**Information given:**

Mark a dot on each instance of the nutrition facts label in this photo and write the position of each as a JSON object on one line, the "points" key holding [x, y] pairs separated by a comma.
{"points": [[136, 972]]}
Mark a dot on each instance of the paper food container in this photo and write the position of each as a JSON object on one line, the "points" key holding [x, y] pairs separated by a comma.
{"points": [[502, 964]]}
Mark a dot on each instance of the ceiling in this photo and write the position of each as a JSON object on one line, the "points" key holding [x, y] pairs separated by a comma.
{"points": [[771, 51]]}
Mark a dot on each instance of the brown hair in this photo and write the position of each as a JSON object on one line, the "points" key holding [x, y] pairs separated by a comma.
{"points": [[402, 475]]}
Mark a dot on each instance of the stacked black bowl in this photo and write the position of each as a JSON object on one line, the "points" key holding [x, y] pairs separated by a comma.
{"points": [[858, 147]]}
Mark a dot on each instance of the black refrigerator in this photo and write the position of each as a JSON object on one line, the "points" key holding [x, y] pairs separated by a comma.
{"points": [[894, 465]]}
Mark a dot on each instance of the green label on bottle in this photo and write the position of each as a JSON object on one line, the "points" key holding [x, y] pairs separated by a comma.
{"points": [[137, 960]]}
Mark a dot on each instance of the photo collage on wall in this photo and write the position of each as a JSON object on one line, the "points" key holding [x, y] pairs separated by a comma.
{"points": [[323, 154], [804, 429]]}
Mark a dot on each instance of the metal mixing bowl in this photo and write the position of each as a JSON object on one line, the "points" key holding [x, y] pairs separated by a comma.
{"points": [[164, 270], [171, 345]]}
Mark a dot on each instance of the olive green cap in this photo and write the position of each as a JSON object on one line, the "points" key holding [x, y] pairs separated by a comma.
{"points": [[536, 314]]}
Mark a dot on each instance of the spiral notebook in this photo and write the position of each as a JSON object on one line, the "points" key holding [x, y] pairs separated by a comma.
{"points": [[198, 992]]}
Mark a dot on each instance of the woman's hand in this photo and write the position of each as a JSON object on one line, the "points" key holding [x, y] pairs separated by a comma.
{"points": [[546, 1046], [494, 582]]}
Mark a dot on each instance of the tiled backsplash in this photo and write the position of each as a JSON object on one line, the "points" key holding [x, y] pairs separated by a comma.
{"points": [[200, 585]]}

**Work to be completed:** Give the complete listing again, exactly as it appears above.

**Result of this exercise:**
Mark a dot on each instance of the nutrition facts label in this photo and write the position of each as a JSON object on one line, the "points" key holding [x, y] pairs separated by a comma.
{"points": [[136, 972]]}
Mark a dot on each instance of the paper food container in this photo and write the position of each as a JSON object on one line, the "points" key holding [x, y] pairs separated by a comma.
{"points": [[502, 964]]}
Mark a dot on each instance of the ceiling in this photo and write the position of each as a JSON object on one line, the "points" key holding [x, y] pairs separated by a comma.
{"points": [[771, 51]]}
Mark a dot on each instance of the brown hair in this photo and write the position of each as a JSON object on one line, the "points" key holding [x, y] pairs separated by a comma.
{"points": [[402, 475]]}
Mark a dot on each instance of the stacked black bowl in this photo and write the position of each as a JSON object on one line, the "points" key holding [x, y] pairs separated by a comma.
{"points": [[858, 147]]}
Mark a dot on each instance of the black refrigerator in this photo and write the position of each as a JSON object on one line, the "points" key holding [x, y] pairs separated by a comma.
{"points": [[894, 465]]}
Mark a dot on each instance of the green label on bottle in this photo and write the position of each as a JSON object on one line, the "points" key holding [x, y] pairs separated by a comma.
{"points": [[137, 960]]}
Mark a dot on each instance of the photo collage on wall in this photo and write the position of each as a JSON object on one line, the "points" key holding [x, y] pairs separated by a comma.
{"points": [[323, 154], [804, 429]]}
Mark a dot on each instance of the metal mixing bowl in this photo and write the position of each as a JSON object on one line, the "points" key holding [x, y] pairs separated by a comma.
{"points": [[164, 270], [171, 345]]}
Mark a dot on each instance of the olive green cap in this photo and write the position of each as a JSON object on one line, the "points" key holding [x, y] pairs separated by a comma.
{"points": [[536, 314]]}
Mark a dot on each instance of the spiral notebook in this photo and write the position of each as a JSON object on one line, the "points" key holding [x, y] pairs separated by a comma.
{"points": [[198, 992]]}
Mark a dot on each instance of the woman's hand in this photo and write the position of each as a JSON object on one line, the "points" key holding [x, y] pairs separated by a comma.
{"points": [[546, 1046], [494, 582]]}
Mark a dot on each instance of the tiled backsplash in this photo and write the position of each as a JSON object on one line, the "points" key holding [x, y] pairs separated by a comma.
{"points": [[200, 585]]}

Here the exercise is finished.